**CHALLENGE:** Copy out every one of the records below word for word, leaving the pictures out of your answer.

**INFORMATION SUPPLIED:**

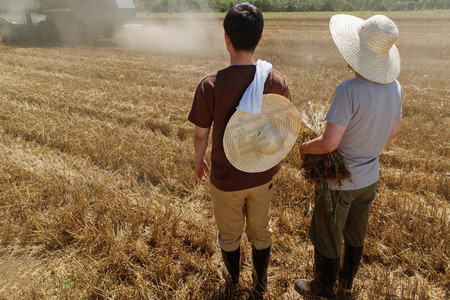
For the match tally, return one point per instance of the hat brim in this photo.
(243, 126)
(380, 68)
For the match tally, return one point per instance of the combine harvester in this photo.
(69, 22)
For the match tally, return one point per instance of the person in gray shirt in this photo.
(365, 112)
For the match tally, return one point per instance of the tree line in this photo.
(292, 5)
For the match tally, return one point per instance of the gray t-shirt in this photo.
(368, 111)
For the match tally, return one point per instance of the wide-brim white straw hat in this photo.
(368, 45)
(256, 142)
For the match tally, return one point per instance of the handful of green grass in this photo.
(318, 169)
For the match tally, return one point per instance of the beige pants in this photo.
(233, 210)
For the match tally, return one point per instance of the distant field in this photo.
(98, 198)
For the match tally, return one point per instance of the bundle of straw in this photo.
(318, 169)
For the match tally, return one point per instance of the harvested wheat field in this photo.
(98, 197)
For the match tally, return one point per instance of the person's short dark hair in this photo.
(244, 24)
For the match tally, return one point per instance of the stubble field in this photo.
(98, 198)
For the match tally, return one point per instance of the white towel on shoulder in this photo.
(252, 98)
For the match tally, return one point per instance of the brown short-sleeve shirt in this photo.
(215, 101)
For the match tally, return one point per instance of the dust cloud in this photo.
(186, 34)
(14, 6)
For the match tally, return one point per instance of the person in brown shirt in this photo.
(238, 197)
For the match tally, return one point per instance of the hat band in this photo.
(378, 34)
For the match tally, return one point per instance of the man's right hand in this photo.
(201, 168)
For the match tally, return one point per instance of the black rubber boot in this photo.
(325, 275)
(260, 265)
(352, 258)
(232, 265)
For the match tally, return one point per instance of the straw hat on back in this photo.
(368, 45)
(256, 142)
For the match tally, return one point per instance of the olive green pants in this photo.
(245, 208)
(352, 216)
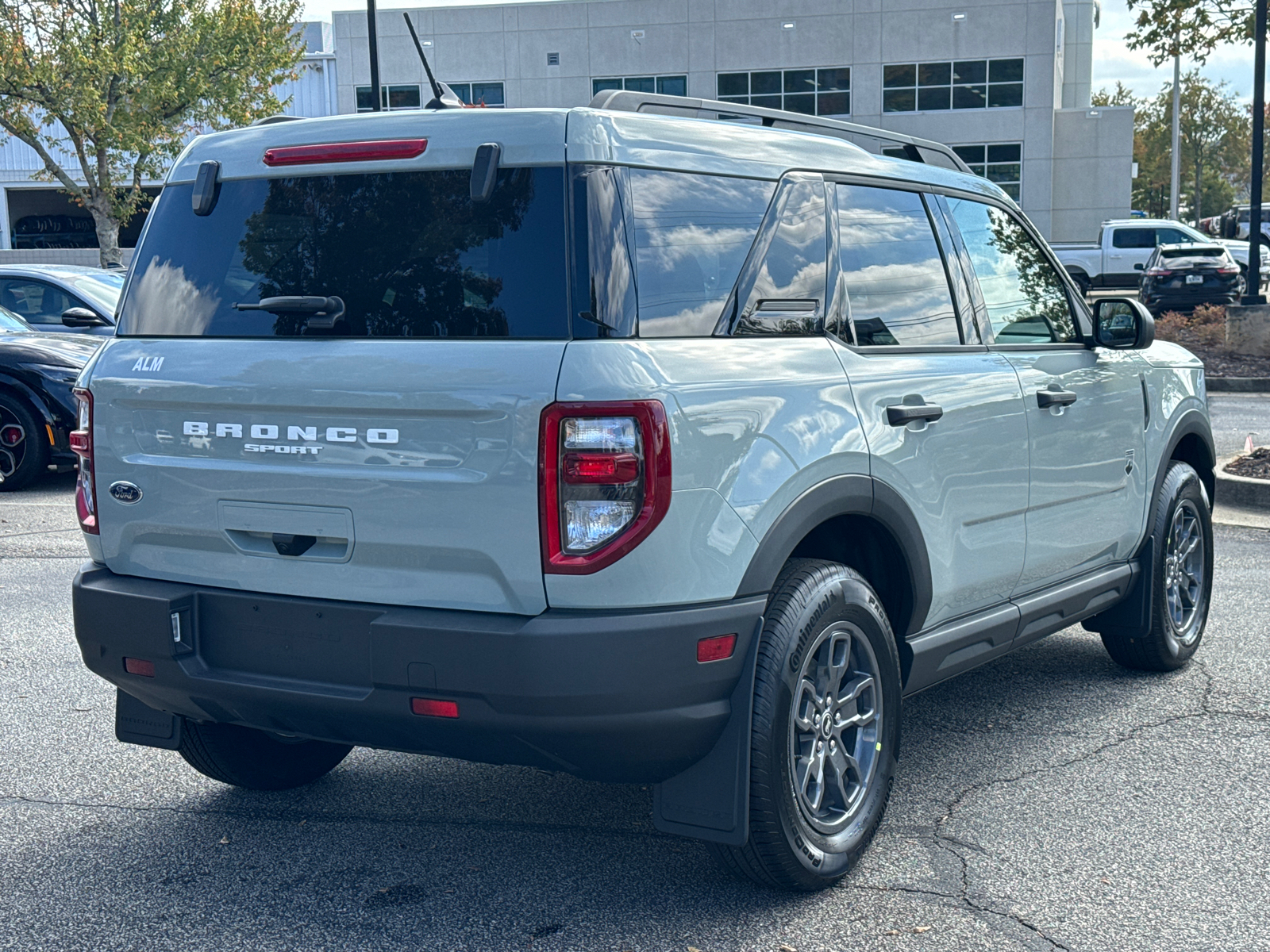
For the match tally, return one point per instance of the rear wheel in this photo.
(1181, 579)
(244, 757)
(826, 730)
(23, 448)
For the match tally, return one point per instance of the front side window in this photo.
(819, 92)
(692, 234)
(410, 253)
(36, 301)
(960, 84)
(1024, 296)
(892, 270)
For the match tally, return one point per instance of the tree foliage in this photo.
(1216, 137)
(122, 86)
(1191, 29)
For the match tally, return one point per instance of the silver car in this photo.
(63, 298)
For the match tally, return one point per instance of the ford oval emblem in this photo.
(126, 492)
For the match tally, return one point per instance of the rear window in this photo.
(410, 254)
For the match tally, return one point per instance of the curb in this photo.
(1237, 385)
(1240, 490)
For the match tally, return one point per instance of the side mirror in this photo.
(82, 317)
(1123, 324)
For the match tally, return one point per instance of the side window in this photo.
(783, 286)
(892, 270)
(1133, 238)
(36, 301)
(1026, 298)
(1172, 236)
(692, 234)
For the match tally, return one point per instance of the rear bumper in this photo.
(606, 696)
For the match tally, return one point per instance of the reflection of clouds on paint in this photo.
(165, 301)
(692, 234)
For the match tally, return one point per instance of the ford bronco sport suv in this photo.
(618, 441)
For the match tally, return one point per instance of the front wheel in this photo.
(826, 729)
(1181, 579)
(244, 757)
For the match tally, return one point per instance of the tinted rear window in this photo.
(410, 253)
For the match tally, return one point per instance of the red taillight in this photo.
(605, 482)
(346, 152)
(137, 666)
(427, 708)
(82, 442)
(601, 467)
(717, 649)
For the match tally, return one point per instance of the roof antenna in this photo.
(442, 95)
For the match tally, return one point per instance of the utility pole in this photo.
(374, 41)
(1253, 290)
(1175, 162)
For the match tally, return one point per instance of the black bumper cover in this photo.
(606, 696)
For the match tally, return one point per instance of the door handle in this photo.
(1054, 397)
(905, 414)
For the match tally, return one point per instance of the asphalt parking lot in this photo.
(1049, 800)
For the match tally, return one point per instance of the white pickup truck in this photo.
(1124, 244)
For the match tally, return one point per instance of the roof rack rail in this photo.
(276, 118)
(632, 102)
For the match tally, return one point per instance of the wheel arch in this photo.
(864, 524)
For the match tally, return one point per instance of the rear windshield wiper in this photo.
(325, 310)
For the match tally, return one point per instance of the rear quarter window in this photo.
(410, 253)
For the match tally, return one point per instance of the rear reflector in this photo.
(717, 649)
(427, 708)
(146, 670)
(346, 152)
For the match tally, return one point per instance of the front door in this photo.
(943, 416)
(1085, 405)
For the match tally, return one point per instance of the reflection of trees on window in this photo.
(1026, 298)
(410, 254)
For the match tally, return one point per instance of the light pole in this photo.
(1253, 286)
(374, 41)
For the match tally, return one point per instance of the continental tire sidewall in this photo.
(845, 598)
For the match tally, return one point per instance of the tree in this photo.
(122, 86)
(1214, 143)
(1191, 29)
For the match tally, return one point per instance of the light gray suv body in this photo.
(643, 447)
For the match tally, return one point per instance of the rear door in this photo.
(391, 459)
(943, 416)
(1085, 405)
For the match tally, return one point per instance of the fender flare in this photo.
(31, 397)
(845, 495)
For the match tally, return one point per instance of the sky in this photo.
(1113, 60)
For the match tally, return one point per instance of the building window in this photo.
(666, 86)
(488, 94)
(1001, 164)
(391, 98)
(967, 84)
(821, 92)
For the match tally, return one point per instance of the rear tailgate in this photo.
(413, 465)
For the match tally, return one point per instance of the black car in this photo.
(1180, 277)
(37, 410)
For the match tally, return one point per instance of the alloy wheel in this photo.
(835, 725)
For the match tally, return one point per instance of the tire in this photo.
(1181, 579)
(23, 448)
(806, 835)
(244, 757)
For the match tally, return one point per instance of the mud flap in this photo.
(710, 800)
(137, 723)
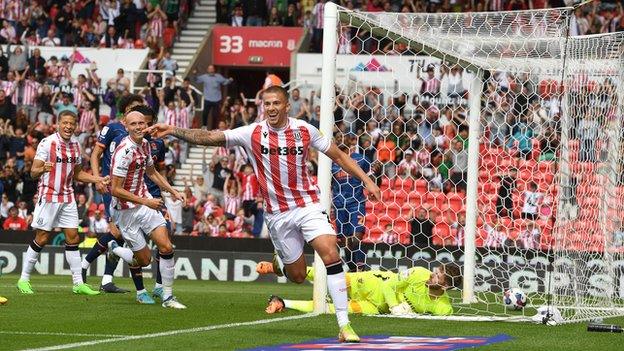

**PROBLEM SOLUTION:**
For the match tally, return one point per instance of the hat brim in this photo.
(243, 126)
(380, 68)
For the match tally, return one point per instance of the combine harvester in this photo.
(69, 22)
For the match tally, return one point per instance of the person in gray shirt in this photo.
(365, 112)
For the match tally, return one point per instance of the tree line in this photo.
(292, 5)
For the match tally, return one point per instance of the gray t-shirt in this photo.
(368, 111)
For the match tally, return one point per instance of the wide-brim white straw hat in this photo.
(368, 45)
(256, 142)
For the match tally, return one point per instance of the handful of green grass in this photo.
(318, 169)
For the match tally, return one point per instance of the beige pants in this photo.
(233, 210)
For the match tally, return one point per instance of the distant field in this photo.
(98, 198)
For the match tally, return one point per instance of the bundle of straw in this photo.
(318, 169)
For the match tally, return one point per instance of the harvested wheat field in this photo.
(98, 197)
For the match tally, return one point per instance of the person's short dark hair in this photo.
(244, 24)
For the match tally, return one point per instance of the stubble field in this photo.
(98, 198)
For the match tally, return one point per instance of the white towel on shoulder in this photo.
(252, 98)
For the match tally, return one point per instance of the brown short-sleeve shirt in this photo.
(215, 101)
For the match tally, return one point per instance of the dust cloud in this photo.
(186, 34)
(14, 6)
For the match tally, return one point per instance of the person in brown shirt in this photo.
(238, 197)
For the match tally, return one point per instance of the hat band in this photo.
(378, 34)
For the match tally, return one point per instance of the man's right hand in this photo.
(201, 168)
For the match tally, return one point per instance of the black rubber boot in this photo.
(325, 275)
(260, 265)
(352, 258)
(232, 265)
For the match tally, return one point per instance of the straw hat on back in this photo.
(368, 45)
(256, 142)
For the match tally, return one point per instance of the olive green pants in this photo.
(245, 208)
(352, 216)
For the match tally, return one point per instance of the rear wheel in this photo.
(1181, 579)
(244, 757)
(826, 730)
(23, 448)
For the match tally, return one point per instance of the front side window in this photo.
(819, 92)
(692, 234)
(410, 253)
(36, 301)
(960, 84)
(1024, 296)
(892, 270)
For the match tally, return one point per instance of the tree foliage in this photo.
(1216, 137)
(122, 86)
(1191, 29)
For the match tally, return one point per instance of the silver car in this photo.
(63, 298)
For the match tally, return one point per instance of the ford oval emblem in this photo.
(126, 492)
For the match tally, return one point per instance of the rear window in this photo.
(410, 254)
For the match tally, return one point per instance of the curb in this photo.
(1237, 385)
(1240, 490)
For the match tally, return one point per instance of the side mirror in this photo.
(82, 317)
(1123, 324)
For the match tally, return one point per instance of the side window in this photo.
(783, 286)
(892, 270)
(1133, 238)
(36, 301)
(1026, 298)
(1172, 236)
(692, 234)
For the match tally, return one point per instance of the rear bumper in this photo.
(606, 696)
For the match tally, return one point per instance of the reflection of clouds on paint in this photo.
(165, 301)
(692, 234)
For the match tally, return one point per instance of the ford bronco sport suv in this photo.
(618, 441)
For the match tally, return one point per instance of the front wheel in this photo.
(826, 729)
(1181, 579)
(244, 757)
For the match tally, return one point per instance of the tinted rear window in this photo.
(410, 253)
For the match tally, return one point per instance of the red taillight in this photo.
(605, 482)
(346, 152)
(137, 666)
(427, 708)
(82, 442)
(601, 467)
(717, 649)
For the match tally, return one point per instance of the roof antenna in this photo.
(442, 95)
For the match tally, return one point per instance of the utility pole in this photo.
(374, 41)
(1253, 290)
(1175, 162)
For the match tally, return one point per instance of the black bumper cover in this photo.
(606, 696)
For the match tally, return one point per instance of the door handle in this photo.
(1054, 397)
(905, 414)
For the match tally, return one point per instance of the asphalt parking lot in this photo.
(1049, 800)
For the match tally, return one point per instance of the white pickup truck in this photo.
(1124, 244)
For the match tally, return one point per instance of the roof rack rail in this photo.
(276, 118)
(632, 102)
For the match tally, return one point per instance of the wheel arch in this photo.
(864, 524)
For the match tally, return one point per instance of the rear windshield wiper in this photo.
(325, 310)
For the match tally, return one point per instance of the rear quarter window in this photo.
(410, 253)
For the match tally, return one point per instance of the rear reflector in this photo.
(717, 649)
(427, 708)
(146, 670)
(346, 152)
For the match tally, return one point per instance of the front door in this photo.
(943, 416)
(1085, 405)
For the match tally, return one point per instance of the reflection of trees on window in this photo.
(1026, 298)
(410, 254)
For the match tally, return one point per instance of the light pole in this photo.
(1253, 286)
(374, 41)
For the match tally, return one point per instance of the continental tire sidewall in this photo.
(845, 598)
For the match tally, return one point per instance of the tree in this photo.
(122, 86)
(1214, 143)
(1191, 29)
For the match tally, return one point per instance of the light gray suv body in this photo.
(643, 447)
For the match tally, return one point per instance of the rear door in this photo.
(391, 459)
(943, 416)
(1085, 405)
For the match tally, return one point per instance of the fender flare in this photo.
(31, 397)
(845, 495)
For the match tally, return one point per instance of the sky in this photo.
(1113, 60)
For the match tally, return one point per instance of the building window in this photo.
(666, 86)
(488, 94)
(1001, 164)
(391, 98)
(967, 84)
(821, 92)
For the match tally, return one point per instance of the rear tailgate in this photo.
(413, 465)
For the match tally, return one point per instance of the black car in this photo.
(1180, 277)
(37, 410)
For the match tally, return one point per instance of the alloy wheel in this photo.
(835, 725)
For the match tally, return one point per instance of the tire in this photo.
(1181, 579)
(23, 448)
(806, 835)
(244, 757)
For the match tally, return one point per instance of the mud flap in this photo.
(710, 800)
(137, 723)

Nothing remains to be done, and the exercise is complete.